Work item → Copy out the records word for word, from their beginning through the line containing "negative clicks: (36, 44)", including both ends.

Dataset content →
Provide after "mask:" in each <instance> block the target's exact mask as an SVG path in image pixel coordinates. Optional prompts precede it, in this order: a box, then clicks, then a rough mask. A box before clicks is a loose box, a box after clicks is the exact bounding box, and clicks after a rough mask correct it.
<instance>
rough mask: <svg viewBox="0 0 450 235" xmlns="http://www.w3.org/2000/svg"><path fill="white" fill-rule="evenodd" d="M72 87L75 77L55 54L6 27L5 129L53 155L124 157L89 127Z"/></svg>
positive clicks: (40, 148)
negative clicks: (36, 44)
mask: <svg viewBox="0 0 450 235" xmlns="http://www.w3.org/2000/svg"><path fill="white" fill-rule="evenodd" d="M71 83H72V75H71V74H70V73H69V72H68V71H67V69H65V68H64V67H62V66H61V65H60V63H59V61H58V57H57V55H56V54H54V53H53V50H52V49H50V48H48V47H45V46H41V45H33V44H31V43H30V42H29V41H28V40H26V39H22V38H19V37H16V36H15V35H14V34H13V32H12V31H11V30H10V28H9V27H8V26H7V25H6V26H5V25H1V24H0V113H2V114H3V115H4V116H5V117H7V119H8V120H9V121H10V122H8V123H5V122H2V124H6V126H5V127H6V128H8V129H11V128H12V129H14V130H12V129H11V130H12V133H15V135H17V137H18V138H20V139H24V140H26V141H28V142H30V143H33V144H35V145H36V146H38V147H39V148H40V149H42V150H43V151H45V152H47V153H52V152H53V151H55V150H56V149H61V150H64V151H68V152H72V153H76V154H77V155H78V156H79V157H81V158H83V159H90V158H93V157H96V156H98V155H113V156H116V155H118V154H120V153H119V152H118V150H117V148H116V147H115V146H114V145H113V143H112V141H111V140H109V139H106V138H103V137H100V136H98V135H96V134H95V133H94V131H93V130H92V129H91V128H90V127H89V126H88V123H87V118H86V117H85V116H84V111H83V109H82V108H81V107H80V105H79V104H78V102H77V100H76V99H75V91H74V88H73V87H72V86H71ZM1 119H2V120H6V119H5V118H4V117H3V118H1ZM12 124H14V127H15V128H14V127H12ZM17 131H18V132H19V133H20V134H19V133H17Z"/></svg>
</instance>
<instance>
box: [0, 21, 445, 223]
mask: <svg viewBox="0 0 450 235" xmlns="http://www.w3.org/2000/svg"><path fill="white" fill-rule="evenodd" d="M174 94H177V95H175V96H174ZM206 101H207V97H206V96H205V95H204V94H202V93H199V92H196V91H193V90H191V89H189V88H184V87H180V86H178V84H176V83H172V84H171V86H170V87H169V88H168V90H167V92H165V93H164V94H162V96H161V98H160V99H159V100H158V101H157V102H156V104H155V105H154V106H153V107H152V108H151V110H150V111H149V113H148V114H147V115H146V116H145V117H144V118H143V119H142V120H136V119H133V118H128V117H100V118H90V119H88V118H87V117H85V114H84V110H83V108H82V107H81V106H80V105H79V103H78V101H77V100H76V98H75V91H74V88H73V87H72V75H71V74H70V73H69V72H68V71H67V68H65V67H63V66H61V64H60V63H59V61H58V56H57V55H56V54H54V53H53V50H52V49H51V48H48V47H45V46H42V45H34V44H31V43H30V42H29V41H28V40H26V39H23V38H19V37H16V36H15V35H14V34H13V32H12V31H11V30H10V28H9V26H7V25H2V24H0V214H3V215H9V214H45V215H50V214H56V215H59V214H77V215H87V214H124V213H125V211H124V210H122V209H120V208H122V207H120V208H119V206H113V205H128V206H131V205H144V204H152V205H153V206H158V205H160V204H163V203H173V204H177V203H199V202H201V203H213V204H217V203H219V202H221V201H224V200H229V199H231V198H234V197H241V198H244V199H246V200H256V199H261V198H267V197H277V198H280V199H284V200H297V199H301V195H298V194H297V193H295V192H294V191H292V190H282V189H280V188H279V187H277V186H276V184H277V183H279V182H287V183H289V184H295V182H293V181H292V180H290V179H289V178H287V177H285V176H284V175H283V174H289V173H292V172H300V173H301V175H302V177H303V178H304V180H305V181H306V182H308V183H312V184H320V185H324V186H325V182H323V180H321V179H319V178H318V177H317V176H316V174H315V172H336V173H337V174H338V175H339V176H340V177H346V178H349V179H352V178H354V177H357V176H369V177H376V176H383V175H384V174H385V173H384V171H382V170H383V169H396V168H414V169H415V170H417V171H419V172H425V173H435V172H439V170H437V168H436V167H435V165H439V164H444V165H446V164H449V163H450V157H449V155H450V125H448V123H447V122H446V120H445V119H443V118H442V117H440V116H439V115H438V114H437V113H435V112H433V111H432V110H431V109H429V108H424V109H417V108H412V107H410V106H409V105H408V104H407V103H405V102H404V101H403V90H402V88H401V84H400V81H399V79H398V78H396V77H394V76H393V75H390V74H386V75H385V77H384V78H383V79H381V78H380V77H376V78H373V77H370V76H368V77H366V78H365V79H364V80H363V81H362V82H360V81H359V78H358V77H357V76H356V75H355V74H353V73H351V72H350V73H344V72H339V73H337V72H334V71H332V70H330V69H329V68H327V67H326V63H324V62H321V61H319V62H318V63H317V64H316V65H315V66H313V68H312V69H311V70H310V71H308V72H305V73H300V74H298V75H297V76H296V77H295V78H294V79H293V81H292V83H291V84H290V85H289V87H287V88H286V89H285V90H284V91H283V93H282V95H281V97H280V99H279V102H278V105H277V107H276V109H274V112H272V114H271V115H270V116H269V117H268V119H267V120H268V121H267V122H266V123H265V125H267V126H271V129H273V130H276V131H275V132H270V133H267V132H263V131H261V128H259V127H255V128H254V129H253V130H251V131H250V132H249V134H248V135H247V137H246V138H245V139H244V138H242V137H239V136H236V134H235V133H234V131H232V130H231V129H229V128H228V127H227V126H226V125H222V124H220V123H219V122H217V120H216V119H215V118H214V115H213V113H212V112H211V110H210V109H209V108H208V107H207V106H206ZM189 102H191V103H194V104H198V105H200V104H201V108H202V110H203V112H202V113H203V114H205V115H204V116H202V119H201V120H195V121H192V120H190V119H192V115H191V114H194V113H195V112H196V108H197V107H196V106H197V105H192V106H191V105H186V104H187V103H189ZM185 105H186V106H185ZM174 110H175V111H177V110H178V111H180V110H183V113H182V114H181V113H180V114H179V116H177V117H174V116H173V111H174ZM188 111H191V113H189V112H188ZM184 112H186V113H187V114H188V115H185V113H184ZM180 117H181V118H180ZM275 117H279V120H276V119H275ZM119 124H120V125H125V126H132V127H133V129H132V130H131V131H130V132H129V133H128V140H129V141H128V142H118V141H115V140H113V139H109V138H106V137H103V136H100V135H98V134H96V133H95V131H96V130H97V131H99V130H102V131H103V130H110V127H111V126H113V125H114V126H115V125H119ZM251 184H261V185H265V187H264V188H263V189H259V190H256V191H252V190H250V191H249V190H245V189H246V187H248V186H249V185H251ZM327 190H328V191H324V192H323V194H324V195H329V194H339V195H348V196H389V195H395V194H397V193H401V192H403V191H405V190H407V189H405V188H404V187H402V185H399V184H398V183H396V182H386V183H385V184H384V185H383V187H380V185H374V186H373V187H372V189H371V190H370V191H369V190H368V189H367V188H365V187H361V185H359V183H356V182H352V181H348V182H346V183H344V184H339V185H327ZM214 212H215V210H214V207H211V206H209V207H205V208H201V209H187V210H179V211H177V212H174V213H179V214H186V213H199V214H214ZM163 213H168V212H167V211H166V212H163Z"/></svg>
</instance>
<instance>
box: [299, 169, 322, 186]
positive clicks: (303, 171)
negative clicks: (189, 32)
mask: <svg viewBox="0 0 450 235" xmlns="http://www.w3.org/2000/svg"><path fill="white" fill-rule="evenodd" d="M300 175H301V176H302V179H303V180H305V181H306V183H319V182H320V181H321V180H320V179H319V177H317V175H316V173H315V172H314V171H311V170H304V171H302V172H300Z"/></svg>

Task answer →
Provide after "mask:" in each <instance> block the target's exact mask as an SVG path in image pixel coordinates. Optional prompts precede it, in this order: a box, then clicks, then a rough mask. A box before clicks is a loose box, a box after clicks is the exact bounding box, and clicks after a rough mask correct it.
<instance>
rough mask: <svg viewBox="0 0 450 235" xmlns="http://www.w3.org/2000/svg"><path fill="white" fill-rule="evenodd" d="M72 87L75 77L55 54L6 27L5 129L53 155L124 157L89 127Z"/></svg>
positive clicks: (40, 148)
negative clicks: (36, 44)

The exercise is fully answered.